> [Exercise]:
Please return every line of the records below that contains the word "tree", matching case exactly.

> [Source material]:
----------

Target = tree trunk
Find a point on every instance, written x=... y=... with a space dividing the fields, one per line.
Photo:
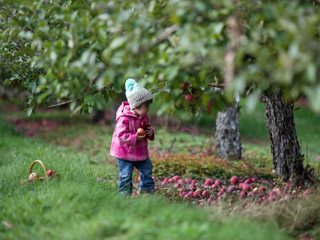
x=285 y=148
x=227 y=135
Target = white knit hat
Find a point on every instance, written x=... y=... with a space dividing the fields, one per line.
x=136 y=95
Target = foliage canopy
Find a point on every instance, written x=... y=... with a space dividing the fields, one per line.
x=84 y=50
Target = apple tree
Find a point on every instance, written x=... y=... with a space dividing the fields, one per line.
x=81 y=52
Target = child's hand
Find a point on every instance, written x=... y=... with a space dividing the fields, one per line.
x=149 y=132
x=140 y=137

----------

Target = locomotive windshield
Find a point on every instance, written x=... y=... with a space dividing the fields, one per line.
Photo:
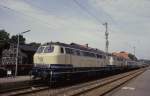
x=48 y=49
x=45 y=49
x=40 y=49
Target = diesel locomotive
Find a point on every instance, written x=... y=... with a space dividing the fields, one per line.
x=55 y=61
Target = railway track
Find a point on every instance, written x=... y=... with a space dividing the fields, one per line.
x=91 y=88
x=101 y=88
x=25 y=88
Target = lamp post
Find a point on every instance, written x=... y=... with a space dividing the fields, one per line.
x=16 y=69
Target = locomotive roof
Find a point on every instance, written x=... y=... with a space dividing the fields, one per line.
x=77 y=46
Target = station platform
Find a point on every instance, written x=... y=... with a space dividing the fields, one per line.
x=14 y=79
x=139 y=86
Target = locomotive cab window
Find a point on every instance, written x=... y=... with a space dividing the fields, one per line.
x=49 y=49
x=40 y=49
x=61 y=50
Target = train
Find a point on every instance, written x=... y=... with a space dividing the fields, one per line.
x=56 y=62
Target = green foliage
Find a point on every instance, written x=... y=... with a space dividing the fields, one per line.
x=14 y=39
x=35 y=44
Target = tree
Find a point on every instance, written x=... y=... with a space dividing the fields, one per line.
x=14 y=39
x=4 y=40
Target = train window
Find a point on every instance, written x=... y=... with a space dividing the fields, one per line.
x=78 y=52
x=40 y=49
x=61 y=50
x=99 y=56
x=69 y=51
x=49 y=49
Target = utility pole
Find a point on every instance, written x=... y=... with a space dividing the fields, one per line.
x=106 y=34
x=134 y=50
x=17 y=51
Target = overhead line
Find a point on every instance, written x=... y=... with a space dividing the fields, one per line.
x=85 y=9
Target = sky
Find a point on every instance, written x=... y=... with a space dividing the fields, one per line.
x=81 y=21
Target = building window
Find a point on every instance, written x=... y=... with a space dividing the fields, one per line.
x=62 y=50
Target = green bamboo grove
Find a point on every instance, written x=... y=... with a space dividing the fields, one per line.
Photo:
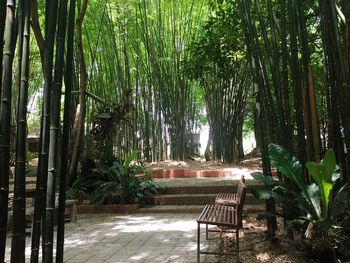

----------

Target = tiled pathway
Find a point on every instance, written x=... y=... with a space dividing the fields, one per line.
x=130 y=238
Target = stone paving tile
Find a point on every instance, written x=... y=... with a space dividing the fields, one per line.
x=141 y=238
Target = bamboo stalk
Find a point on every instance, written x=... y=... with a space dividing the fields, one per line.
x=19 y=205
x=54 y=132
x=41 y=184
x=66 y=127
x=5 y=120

----------

> [Exercise result]:
Target = tree trunk
Target = apple tree
Target = tree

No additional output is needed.